Description of the task:
Continue the profile of pork farm manager Laura Sherman from the point where it stops, picking up right after its final sentence.

Article:
--------------------

The pork industry is comprised of hard working, innovative, leadership-focused individuals who make up the collective whole. Leadership stems from the top of the totem pole; as a dual-farm manager for Christensen Farms, Laura Sherman encompasses everything a leader should be: respectful of all employees regardless of title, determined to grow each individual on her team, and possessing the drive to work through differences and challenges.
Pathway to Passion
Sherman grew up in Salem, South Dakota, where her family had a feed business. Together with her siblings, Sherman had exposure to different animal agriculture pathways on daytrips with their father cleaning and filling creep feeders for calves, as well as with a few recreational horses at their home.
Sherman’s first experience in the swine industry occurred during her high school years, when she was asked to assist in running the agitator for her grandfather’s liquid manure hauling business. Sherman would later realize this experience served as the cornerstone for her journey in the pork industry.

--------------------

Listing:
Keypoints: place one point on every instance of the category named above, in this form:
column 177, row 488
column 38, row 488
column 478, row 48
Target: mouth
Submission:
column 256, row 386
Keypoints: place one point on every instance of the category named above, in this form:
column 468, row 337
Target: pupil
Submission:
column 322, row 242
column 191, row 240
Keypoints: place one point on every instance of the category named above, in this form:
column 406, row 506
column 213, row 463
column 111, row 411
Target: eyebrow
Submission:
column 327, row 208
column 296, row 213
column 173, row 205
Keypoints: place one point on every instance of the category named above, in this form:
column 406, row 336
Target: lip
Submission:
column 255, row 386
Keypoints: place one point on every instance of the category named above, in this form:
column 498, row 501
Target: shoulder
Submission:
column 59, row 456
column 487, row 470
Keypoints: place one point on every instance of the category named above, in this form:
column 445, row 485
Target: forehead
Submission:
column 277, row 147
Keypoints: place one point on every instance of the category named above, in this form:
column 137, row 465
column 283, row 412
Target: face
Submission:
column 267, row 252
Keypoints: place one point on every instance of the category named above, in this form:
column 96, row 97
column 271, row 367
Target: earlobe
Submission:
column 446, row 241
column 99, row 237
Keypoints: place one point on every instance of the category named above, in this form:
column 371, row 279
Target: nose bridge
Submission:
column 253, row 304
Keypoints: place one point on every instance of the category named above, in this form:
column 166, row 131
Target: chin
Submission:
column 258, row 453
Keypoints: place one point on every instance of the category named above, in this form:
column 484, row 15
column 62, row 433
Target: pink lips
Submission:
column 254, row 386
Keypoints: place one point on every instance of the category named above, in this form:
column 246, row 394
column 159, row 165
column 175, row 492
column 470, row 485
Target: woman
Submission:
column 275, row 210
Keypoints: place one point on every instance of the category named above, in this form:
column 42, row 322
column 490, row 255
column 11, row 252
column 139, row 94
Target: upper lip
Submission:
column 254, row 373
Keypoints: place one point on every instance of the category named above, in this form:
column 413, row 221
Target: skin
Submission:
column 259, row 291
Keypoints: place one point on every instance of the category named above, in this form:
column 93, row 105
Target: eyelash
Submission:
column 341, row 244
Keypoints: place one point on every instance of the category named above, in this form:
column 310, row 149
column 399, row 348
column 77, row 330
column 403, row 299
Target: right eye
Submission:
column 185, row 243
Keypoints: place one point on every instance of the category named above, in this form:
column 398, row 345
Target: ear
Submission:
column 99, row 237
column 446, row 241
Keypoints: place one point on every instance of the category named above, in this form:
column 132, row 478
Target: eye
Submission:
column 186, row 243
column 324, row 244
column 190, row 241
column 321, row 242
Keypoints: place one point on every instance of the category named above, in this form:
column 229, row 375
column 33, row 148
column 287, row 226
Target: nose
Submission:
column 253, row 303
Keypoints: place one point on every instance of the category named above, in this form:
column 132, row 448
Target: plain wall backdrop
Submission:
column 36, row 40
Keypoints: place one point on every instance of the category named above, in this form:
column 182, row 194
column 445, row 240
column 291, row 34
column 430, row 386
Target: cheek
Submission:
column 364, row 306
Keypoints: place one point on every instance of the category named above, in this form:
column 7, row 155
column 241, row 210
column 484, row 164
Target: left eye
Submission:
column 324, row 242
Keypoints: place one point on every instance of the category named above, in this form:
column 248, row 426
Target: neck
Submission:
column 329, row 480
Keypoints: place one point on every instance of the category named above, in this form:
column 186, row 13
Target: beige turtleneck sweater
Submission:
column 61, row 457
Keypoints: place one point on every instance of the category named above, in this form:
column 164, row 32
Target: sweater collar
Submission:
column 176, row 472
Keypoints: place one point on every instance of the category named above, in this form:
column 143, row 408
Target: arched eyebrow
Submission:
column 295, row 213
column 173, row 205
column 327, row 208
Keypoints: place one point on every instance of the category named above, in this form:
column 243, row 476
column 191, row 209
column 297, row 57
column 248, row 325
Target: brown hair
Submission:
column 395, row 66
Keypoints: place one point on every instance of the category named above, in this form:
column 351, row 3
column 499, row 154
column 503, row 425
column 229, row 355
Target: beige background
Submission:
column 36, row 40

--------------------

Output below:
Several weeks later, the owner of the barn reached out to Sherman to fill in for a staff member going on maternity leave. After school, Sherman learned from the owners how to tend to sows, help with processing litters, and assist throughout the barn as needed. Proof of an aspiring sow farm manager, stillborns at the farm were significantly reduced under Laura’s watchful care. On the weekends, she had the opportunity to see other operations in the barn including breeding and nursery.
Her college career at South Dakota State University (SDSU) didn’t lead her straight to pigs, as most of her collegiate extra-curriculars revolved around sheep and horses. It wasn’t until she had finished college and spent a few years managing a horse farm that she found her way back into the pig world.
During an interview with Christensen Farms, her past experience with farrowing stood out, leading the team to direct her to a sow farm. Thirteen years later, and Sherman still finds herself working with sows and piglets in breeding and farrowing barns.
“I’m so thankful I was asked to come and help with the pigs in high school,” stated Sherman. “Without that opportunity, I probably never would have applied for this job, simply because of fear of the unknown.”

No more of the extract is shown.